One of the things to keep in mind is that those patients who were enrolled in those studies weren’t on steroids. And so in the real world, where we see patients with cerebral edema who are on steroids, we actually don’t have data for immunotherapy. In the ABC trial, those patients actually were not allowed to have had previous radiation to the brain. For a patient who meets the criteria we saw in those trials, I do think that ipilimumab-nivolumab looks like the standard of care for patients who have brain metastases. But I think we’re also learning ab­out how we handle patients, again, who are on steroids, who need sort of quick control. The disease control rate was much better with dabrafenib-trametinib than it was with the immunotherapy regimens.
Axel Hauschild, MD: Caroline, where do you still see a role for BRAF and MEK inhibitors in the brain metastases patient population? What is a clear signal for you to go with the BRAF-MEK regimen first, and not the immuno-oncology combination?
Caroline Robert, MD, PhD: I tend to prescribe a BRAF-MEK regimen when a patient’s case is very catastrophic, like when the patient is going to die within the following weeks. Sometimes I’m afraid that ipilimumab-nivolumab doesn’t have time to work. Maybe I should change? I don’t know.
Axel Hauschild, MD: So you’re not giving it for 3 months, achieving a nice response, which is very quick, and then switching to some sort of maintenance treatment with the immune checkpoint blockade?
Caroline Robert, MD, PhD: No, we don’t do that outside of a clinical trial. I know some colleagues do that, but I don’t think we learn anything from it. I think for a patient who is responding, you change. Especially in this situation, sometimes it can be very severe for the patients not to respond. He was responding, and you changed the therapy. All of a sudden, things go bad and there is toxicity. If you don’t address the question and bring some response…I would not do that.

Source information
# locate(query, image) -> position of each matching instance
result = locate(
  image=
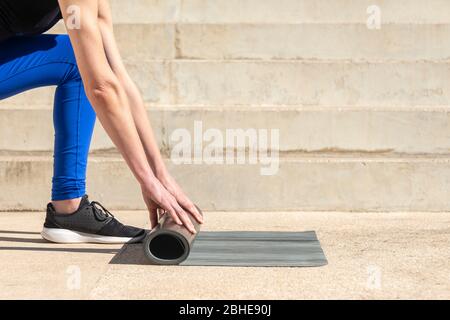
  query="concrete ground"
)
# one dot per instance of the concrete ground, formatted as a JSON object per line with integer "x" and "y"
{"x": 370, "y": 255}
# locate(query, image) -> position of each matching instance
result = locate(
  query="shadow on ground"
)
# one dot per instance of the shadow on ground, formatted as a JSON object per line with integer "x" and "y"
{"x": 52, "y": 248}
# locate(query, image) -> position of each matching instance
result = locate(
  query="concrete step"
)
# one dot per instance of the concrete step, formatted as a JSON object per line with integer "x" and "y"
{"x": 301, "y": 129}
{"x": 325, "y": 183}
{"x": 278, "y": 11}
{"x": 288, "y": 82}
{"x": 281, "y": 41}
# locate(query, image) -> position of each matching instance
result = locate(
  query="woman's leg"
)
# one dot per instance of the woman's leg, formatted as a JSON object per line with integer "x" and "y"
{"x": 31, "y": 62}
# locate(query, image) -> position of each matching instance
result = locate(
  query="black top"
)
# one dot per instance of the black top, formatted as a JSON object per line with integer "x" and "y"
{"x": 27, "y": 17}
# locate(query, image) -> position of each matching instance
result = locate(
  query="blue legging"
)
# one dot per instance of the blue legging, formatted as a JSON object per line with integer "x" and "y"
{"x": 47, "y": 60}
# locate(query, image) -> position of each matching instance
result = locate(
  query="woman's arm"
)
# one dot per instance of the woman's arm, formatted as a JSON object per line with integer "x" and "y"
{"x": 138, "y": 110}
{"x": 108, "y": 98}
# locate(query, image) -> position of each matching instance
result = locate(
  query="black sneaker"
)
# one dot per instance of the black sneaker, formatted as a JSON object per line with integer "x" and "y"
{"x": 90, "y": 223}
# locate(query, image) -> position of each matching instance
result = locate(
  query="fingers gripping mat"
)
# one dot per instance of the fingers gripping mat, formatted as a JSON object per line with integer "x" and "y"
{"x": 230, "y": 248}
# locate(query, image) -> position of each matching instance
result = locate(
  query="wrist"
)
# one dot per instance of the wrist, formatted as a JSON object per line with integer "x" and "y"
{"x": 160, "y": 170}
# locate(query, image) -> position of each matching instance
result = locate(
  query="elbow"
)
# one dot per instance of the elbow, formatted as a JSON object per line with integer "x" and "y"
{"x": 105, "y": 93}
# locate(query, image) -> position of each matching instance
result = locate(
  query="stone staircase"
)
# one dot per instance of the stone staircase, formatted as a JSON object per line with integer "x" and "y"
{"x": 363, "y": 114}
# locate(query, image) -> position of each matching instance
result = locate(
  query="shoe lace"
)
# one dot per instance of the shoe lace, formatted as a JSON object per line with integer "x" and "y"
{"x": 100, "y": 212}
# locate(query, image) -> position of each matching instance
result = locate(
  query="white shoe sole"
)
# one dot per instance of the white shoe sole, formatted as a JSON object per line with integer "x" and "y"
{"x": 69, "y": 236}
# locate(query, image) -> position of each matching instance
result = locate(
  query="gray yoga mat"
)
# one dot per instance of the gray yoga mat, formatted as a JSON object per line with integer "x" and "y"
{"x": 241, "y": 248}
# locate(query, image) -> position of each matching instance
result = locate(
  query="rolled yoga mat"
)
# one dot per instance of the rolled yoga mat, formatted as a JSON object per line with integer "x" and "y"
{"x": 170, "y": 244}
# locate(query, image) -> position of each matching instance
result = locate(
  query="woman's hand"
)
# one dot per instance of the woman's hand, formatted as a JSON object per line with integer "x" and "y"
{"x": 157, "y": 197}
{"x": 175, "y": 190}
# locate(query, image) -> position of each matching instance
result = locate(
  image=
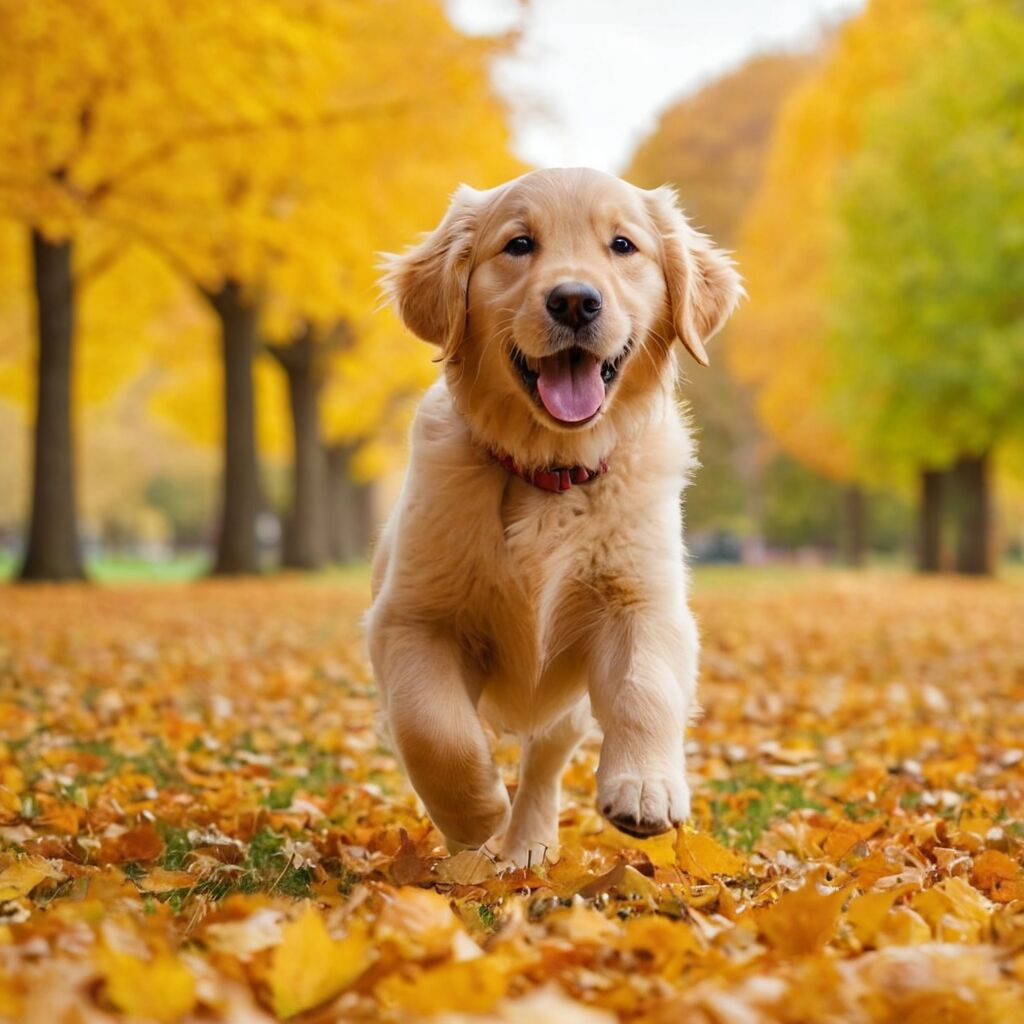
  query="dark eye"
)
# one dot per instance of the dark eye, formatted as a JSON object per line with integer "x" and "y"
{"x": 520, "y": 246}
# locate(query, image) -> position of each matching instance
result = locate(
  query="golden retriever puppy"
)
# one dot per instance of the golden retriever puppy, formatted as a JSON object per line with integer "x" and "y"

Work order A
Answer these questions about the melanoma brain metastases discussion:
(i) What were patients in the ABC trial not allowed to have had?
(ii) Which regimen had a better disease control rate than the immunotherapy regimens?
(iii) When does Caroline Robert tend to prescribe a BRAF-MEK regimen?
Work order B
Could you carry on the melanoma brain metastases discussion from its final sentence?

Written answer A
(i) Previous radiation to the brain.
(ii) Dabrafenib-trametinib.
(iii) When a patient's case is very catastrophic, such as when the patient is going to die within the following weeks.

Written answer B
Merrick I. Ross, MD: Is there experience yet with the flip-dosing of ipilimumab-nivolumab in brain metastases, or not yet?
Axel Hauschild, MD: Not yet.
Merrick I. Ross, MD: The 511 trial didn’t have any patients with brain metastases.
Axel Hauschild, MD: No.
Caroline Robert, MD, PhD: No, but in your hospital, you do an intrathecal injection of anti—PD-1 [anti–programmed cell death protein 1] in brain metastases. Do you have preliminary data on that?
Michael A. Davies, MD, PhD: Not for brain metastases, but we have an intrathecal immunotherapy program for patients with leptomeningeal disease, which is sort of the final frontier of metastatic melanoma. Historically, before our current therapies, the median survival of patients with brain metastases was 4 months. For the patients with evidence of leptomeningeal disease, it was closer to 4 weeks. So this, again, is one of the places in which there is truly an unmet need. We need more effective therapies—and, to be honest, clinical trials. These patients have been excluded from all of the recent trials for patients with brain metastases.